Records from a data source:
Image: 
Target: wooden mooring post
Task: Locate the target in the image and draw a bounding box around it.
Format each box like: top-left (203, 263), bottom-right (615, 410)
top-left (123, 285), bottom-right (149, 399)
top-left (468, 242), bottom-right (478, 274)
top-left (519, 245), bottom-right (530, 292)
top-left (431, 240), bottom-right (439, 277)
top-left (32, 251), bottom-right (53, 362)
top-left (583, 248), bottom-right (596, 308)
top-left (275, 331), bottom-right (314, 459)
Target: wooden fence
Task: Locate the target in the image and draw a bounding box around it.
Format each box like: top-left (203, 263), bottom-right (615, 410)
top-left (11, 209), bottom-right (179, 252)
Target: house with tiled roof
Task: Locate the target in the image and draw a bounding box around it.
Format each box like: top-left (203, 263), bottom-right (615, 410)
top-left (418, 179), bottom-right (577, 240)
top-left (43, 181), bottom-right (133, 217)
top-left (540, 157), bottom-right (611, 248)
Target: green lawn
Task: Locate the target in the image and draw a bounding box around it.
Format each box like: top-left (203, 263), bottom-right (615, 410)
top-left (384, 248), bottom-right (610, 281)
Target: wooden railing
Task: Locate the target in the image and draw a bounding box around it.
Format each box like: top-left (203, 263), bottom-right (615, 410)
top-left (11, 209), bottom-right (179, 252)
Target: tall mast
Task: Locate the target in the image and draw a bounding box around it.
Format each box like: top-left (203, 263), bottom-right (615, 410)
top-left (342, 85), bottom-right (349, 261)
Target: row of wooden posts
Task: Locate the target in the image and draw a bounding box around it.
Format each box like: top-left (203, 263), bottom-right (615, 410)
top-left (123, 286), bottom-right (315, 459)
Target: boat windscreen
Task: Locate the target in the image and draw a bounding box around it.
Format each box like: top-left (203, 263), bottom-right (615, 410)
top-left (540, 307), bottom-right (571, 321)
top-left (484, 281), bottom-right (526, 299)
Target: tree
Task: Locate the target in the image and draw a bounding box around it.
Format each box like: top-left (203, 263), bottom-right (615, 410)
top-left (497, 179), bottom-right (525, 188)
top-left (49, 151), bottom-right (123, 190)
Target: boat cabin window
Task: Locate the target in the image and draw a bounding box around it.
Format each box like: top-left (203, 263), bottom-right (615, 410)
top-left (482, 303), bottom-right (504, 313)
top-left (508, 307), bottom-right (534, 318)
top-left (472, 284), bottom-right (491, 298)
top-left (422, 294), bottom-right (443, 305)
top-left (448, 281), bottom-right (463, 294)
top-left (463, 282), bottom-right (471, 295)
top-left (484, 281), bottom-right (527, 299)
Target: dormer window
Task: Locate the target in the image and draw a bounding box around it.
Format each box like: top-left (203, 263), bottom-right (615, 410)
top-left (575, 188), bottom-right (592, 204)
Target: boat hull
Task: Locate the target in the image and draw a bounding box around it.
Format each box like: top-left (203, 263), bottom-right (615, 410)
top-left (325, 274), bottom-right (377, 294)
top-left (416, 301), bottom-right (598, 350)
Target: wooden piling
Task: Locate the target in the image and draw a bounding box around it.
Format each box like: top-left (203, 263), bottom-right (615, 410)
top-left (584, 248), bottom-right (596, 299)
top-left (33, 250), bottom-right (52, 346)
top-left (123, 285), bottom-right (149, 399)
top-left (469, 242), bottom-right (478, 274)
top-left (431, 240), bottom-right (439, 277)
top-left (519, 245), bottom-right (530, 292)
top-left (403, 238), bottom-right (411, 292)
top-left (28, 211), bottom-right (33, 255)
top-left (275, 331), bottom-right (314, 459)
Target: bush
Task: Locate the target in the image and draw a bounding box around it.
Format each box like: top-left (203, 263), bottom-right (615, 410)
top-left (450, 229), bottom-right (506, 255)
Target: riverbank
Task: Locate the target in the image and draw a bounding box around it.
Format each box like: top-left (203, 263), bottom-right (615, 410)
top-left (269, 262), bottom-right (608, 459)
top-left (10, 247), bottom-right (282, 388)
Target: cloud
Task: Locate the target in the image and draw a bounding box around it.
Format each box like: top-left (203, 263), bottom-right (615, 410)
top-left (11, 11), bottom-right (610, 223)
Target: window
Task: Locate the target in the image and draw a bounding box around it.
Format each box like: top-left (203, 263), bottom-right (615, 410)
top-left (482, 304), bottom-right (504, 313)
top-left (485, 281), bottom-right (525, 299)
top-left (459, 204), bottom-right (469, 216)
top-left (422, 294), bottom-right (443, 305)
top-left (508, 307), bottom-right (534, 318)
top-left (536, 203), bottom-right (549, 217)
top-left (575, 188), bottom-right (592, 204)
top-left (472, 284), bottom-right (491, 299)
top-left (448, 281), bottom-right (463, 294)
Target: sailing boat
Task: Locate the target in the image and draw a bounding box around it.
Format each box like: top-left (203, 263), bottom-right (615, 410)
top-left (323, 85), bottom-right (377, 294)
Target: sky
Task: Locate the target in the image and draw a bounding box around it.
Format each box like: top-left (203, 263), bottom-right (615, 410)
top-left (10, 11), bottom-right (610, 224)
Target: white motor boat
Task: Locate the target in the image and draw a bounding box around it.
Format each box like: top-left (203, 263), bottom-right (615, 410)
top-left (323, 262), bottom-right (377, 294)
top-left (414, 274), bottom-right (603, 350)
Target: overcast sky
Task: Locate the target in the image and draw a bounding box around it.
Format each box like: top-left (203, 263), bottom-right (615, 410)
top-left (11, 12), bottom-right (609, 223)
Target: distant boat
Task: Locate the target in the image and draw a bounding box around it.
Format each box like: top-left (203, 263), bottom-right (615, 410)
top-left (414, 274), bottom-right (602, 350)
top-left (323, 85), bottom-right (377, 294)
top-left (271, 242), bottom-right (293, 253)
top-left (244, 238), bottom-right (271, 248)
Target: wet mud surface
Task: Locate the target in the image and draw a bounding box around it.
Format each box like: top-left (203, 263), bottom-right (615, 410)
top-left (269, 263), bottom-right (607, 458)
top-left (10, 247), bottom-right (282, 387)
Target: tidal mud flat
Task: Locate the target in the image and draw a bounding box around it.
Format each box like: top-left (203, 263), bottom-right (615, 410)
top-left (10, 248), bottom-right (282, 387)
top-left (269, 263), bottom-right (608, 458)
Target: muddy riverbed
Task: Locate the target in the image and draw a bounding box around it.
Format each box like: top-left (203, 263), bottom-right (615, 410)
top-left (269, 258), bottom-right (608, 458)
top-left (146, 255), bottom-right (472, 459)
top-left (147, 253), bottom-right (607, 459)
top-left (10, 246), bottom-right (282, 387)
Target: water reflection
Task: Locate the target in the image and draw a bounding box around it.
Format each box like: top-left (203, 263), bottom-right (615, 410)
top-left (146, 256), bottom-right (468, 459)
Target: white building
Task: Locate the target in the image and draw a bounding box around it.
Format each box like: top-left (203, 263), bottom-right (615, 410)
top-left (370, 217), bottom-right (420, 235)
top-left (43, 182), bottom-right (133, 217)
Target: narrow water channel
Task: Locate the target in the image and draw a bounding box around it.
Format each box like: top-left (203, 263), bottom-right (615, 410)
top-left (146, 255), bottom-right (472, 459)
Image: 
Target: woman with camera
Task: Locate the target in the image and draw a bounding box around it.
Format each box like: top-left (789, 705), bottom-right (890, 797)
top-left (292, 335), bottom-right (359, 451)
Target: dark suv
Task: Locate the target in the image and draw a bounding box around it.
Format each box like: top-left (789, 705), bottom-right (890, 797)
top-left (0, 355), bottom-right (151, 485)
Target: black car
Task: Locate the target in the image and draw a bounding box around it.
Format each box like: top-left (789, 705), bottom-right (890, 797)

## Work to complete
Please lay out the material from the line with "Target: sky" up to and including the line with "top-left (11, 12), bottom-right (609, 223)" as a Markdown table with the columns Row and Line text. Number each row, and leave out any blank lines.

## Written solution
| Row | Line text |
|---|---|
| 1 | Target: sky |
| 2 | Task: Locate the target in the image and draw a bounding box around it. |
| 3 | Format each box like: top-left (203, 263), bottom-right (615, 410) |
| 4 | top-left (10, 11), bottom-right (610, 224) |
| 5 | Target: white motor boat |
| 6 | Task: Locate the target in the image and draw a bounding box around it. |
| 7 | Format each box like: top-left (203, 263), bottom-right (615, 410) |
| 8 | top-left (323, 262), bottom-right (377, 294) |
| 9 | top-left (414, 274), bottom-right (603, 350) |
| 10 | Target: overcast sky |
| 11 | Task: Locate the target in the image and draw a bounding box around it. |
| 12 | Format each box like: top-left (203, 263), bottom-right (615, 410) |
| 13 | top-left (11, 12), bottom-right (609, 223) |